§ **Instructions to follow**
Copy the listing from its start through the line containing "[413,21,434,46]", keeping each line of text and increasing every bounding box coordinate in the answers by 51. Leave the picture out of your copy.

# # # #

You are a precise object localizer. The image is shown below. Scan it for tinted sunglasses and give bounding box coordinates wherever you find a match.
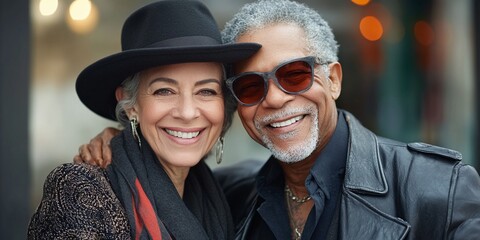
[227,56,315,106]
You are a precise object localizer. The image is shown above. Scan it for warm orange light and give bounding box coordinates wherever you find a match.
[360,16,383,41]
[352,0,370,6]
[413,21,434,46]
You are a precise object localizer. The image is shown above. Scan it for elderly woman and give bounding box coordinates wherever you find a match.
[28,1,260,239]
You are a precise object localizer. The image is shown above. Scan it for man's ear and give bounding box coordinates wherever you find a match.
[328,62,343,100]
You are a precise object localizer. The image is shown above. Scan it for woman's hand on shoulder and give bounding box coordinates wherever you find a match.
[73,127,120,168]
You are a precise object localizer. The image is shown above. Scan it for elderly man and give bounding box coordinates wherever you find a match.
[77,0,480,239]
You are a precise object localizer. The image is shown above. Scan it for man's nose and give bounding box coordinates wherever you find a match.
[261,79,295,108]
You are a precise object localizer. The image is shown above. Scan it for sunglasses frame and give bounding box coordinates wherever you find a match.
[227,56,317,106]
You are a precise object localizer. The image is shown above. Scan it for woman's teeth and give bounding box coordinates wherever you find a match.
[165,129,200,139]
[270,116,303,128]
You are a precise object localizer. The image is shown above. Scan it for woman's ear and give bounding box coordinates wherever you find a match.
[115,87,136,119]
[115,87,124,102]
[328,62,343,100]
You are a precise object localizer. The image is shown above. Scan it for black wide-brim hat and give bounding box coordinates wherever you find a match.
[76,0,261,121]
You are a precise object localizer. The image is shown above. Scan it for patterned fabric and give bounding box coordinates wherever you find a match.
[106,128,234,240]
[28,163,130,239]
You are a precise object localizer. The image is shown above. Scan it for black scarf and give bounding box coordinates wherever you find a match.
[107,128,233,240]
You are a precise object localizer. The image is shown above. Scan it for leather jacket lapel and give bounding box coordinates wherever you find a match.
[339,112,410,240]
[339,191,410,240]
[344,112,388,195]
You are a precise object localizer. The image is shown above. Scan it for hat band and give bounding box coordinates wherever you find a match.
[142,36,219,48]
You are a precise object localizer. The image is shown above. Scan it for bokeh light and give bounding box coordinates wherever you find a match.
[66,0,99,34]
[38,0,58,16]
[359,16,383,41]
[69,0,92,21]
[352,0,370,6]
[413,21,435,46]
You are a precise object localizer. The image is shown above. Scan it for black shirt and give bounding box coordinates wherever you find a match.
[256,112,349,239]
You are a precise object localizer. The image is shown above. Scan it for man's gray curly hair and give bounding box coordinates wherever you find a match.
[222,0,338,63]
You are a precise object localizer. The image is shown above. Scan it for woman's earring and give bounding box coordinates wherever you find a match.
[215,137,223,164]
[130,116,142,147]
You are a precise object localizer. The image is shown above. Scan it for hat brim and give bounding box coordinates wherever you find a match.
[75,43,261,121]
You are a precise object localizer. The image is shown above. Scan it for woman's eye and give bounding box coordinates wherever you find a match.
[153,88,174,96]
[199,89,218,96]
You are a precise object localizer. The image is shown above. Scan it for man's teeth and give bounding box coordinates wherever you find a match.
[165,129,200,139]
[270,116,303,128]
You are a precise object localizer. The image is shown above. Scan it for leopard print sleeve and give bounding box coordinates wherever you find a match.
[28,163,131,239]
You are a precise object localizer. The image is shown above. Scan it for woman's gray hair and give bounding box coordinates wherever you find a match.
[115,65,237,136]
[222,0,338,63]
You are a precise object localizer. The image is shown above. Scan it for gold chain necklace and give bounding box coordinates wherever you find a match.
[285,184,312,240]
[285,184,312,203]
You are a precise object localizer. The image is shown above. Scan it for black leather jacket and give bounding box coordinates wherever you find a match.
[216,113,480,240]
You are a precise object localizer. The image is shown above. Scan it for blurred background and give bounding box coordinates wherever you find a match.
[0,0,480,239]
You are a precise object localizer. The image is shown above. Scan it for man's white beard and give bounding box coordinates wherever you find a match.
[256,107,318,163]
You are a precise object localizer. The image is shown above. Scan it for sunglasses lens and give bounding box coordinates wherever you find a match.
[232,74,265,104]
[275,61,313,93]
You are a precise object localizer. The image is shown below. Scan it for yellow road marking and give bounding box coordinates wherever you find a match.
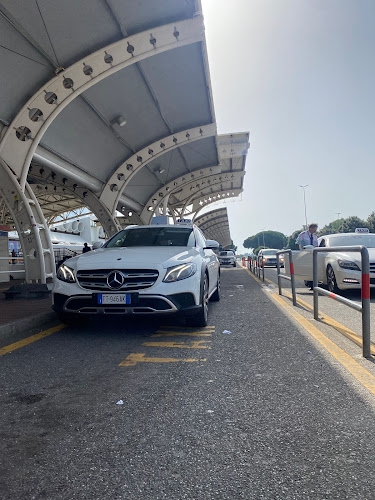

# # # #

§ **Output for this exercise**
You are a precise object localizer. The image is shown below. Scan it for tinted sunglasses and give bounding box coordinates wherever you find a match.
[278,107,366,157]
You are a precise object localizer. The image is shown above. Scan it for warm orange light and give bounding box coordinates wherever you find a match.
[411,67,434,92]
[403,51,421,57]
[464,72,485,97]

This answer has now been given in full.